Azure AKS backup using Velero

I noticed that Velero can only backup AKS PVCs if those PVCs are disk and not Azure fileshares. To handle this i tried to use restic to backup by fileshares itself but i gives me a strange log:
This is how my actual pod looks like
apiVersion: extensions/v1beta1
kind: Deployment
metadata:
annotations:
backup.velero.io/backup-volumes: grafana-data
deployment.kubernetes.io/revision: "17"
And the log of my backup:
time="2020-05-26T13:51:54Z" level=info msg="Adding pvc grafana-data to additionalItems" backup=velero/grafana-test-volume cmd=/velero logSource="pkg/backup/pod_action.go:67" pluginName=velero
time="2020-05-26T13:51:54Z" level=info msg="Backing up item" backup=velero/grafana-test-volume group=v1 logSource="pkg/backup/item_backupper.go:169" name=grafana-data namespace=grafana resource=persistentvolumeclaims
time="2020-05-26T13:51:54Z" level=info msg="Executing custom action" backup=velero/grafana-test-volume group=v1 logSource="pkg/backup/item_backupper.go:330" name=grafana-data namespace=grafana resource=persistentvolumeclaims
time="2020-05-26T13:51:54Z" level=info msg="Skipping item because it's already been backed up." backup=velero/grafana-test-volume group=v1 logSource="pkg/backup/item_backupper.go:163" name=grafana-data namespace=grafana resource=persistentvolumeclaims
As you can see somehow it did not backup the grafana-data volume since it says it is already in the backup (where it is actually not).
My azurefile volume holds these contents:
allowVolumeExpansion: true
apiVersion: storage.k8s.io/v1
kind: StorageClass
metadata:
annotations:
kubectl.kubernetes.io/last-applied-configuration: |
{"allowVolumeExpansion":true,"apiVersion":"storage.k8s.io/v1beta1","kind":"StorageClass","metadata":{"annotations":{},"labels":{"kubernetes.io/cluster-service":"true"},"name":"azurefile"},"parameters":{"skuName":"Standard_LRS"},"provisioner":"kubernetes.io/azure-file"}
creationTimestamp: "2020-05-18T15:18:18Z"
labels:
kubernetes.io/cluster-service: "true"
name: azurefile
resourceVersion: "1421202"

● Goals
**a)** Please answer these questions about the Velero backup post:
(i) What tool did the poster try to use to back up the fileshares?
(ii) What reason does the backup log give for skipping the grafana-data item?
(iii) Which skuName is set in the parameters of the azurefile storage class?
**b)** Resume the Velero backup post after its last line and carry it forward.
The material after this point comes from a separate source and is unrelated to the Velero backup post.

● Collected material
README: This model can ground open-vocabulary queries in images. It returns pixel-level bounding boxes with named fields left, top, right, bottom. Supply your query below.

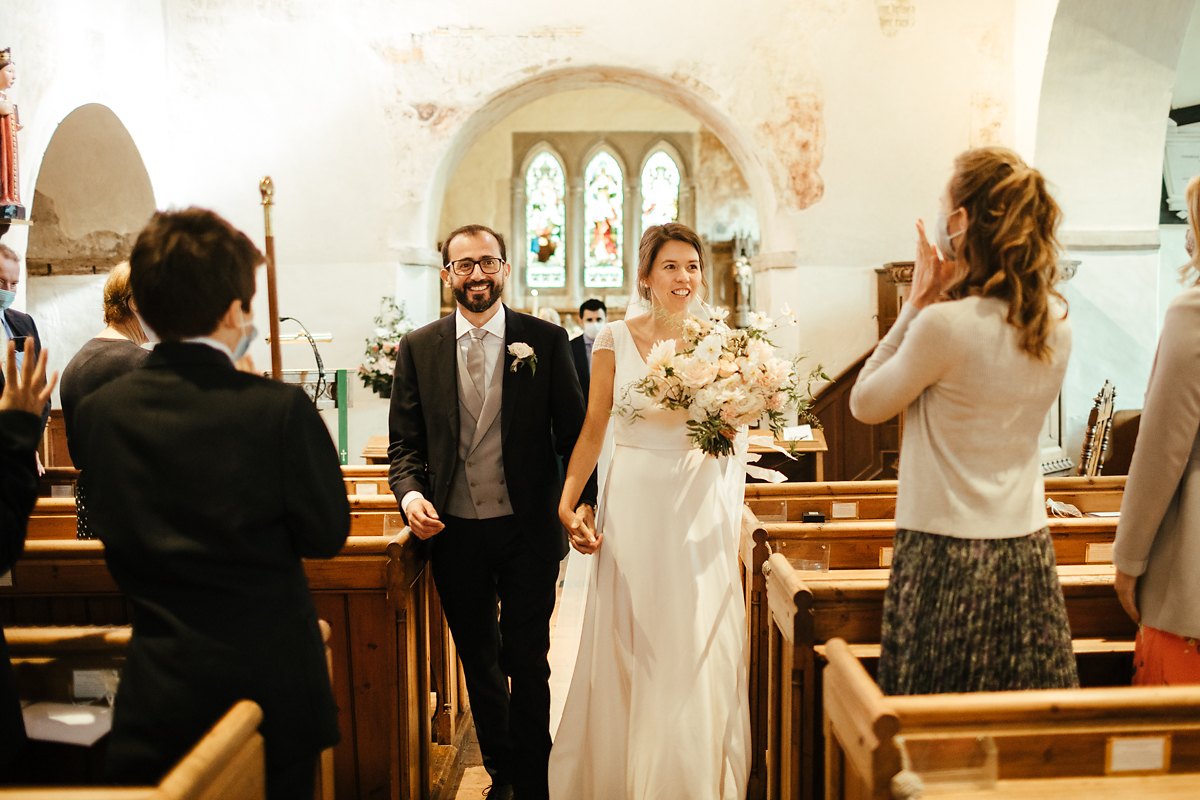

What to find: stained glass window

● The replies
**a)**
(i) Restic.
(ii) "Skipping item because it's already been backed up."
(iii) Standard_LRS.

**b)**
selfLink: /apis/storage.k8s.io/v1/storageclasses/azurefile
uid: e3cc4e52-c647-412a-bfad-81ab6eb222b1
mountOptions:
- nouser_xattr
parameters:
skuName: Standard_LRS
provisioner: kubernetes.io/azure-file
reclaimPolicy: Delete
volumeBindingMode: Immediate
As you can see i actually patched the storage class to hold the nouser_xattr mount option which was suggested earlier
When i check the Restic pod logs i see the following info:
E0524 10:22:08.908190 1 reflector.go:156] github.com/vmware-tanzu/velero/pkg/generated/informers/externalversions/factory.go:117: Failed to list *v1.PodVolumeBackup: Get https://10.0.0.1:443/apis/velero.io/v1/namespaces/velero/podvolumebackups?limit=500&resourceVersion=1212830: dial tcp 10.0.0.1:443: i/o timeout
I0524 10:22:08.909577 1 trace.go:116] Trace[1946538740]: "Reflector ListAndWatch" name:github.com/vmware-tanzu/velero/pkg/generated/informers/externalversions/factory.go:117 (started: 2020-05-24 10:21:38.908988405 +0000 UTC m=+487217.942875118) (total time: 30.000554209s):
Trace[1946538740]: [30.000554209s] [30.000554209s] END
When i check the PodVolumeBackup pod i see below contents. I don't know what is expected here though
➜ ~ kubectl -n velero get podvolumebackups -o yaml
apiVersion: v1
items: []
kind: List
metadata:
resourceVersion: ""
selfLink: ""
To summarize this, i installed Velero like this:
velero install \
--provider azure \
--plugins velero/velero-plugin-for-microsoft-azure:v1.0.1 \
--bucket $BLOB_CONTAINER \
--secret-file ./credentials-velero \
--backup-location-config resourceGroup=$AZURE_BACKUP_RESOURCE_GROUP,storageAccount=$AZURE_STORAGE_ACCOUNT_ID \
--snapshot-location-config apiTimeout=5m,resourceGroup=$AZURE_BACKUP_RESOURCE_GROUP \
--use-restic
--wait
The end result is the deployment described below
apiVersion: extensions/v1beta1
kind: Deployment
metadata:
annotations:
backup.velero.io/backup-volumes: app-upload
deployment.kubernetes.io/revision: "18"
creationTimestamp: "2020-05-18T16:55:38Z"
generation: 10
labels:
app: app
velero.io/backup-name: mekompas-tenant-production-20200518020012
velero.io/restore-name: mekompas-tenant-production-20200518020012-20200518185536
name: app
namespace: mekompas-tenant-production
resourceVersion: "427893"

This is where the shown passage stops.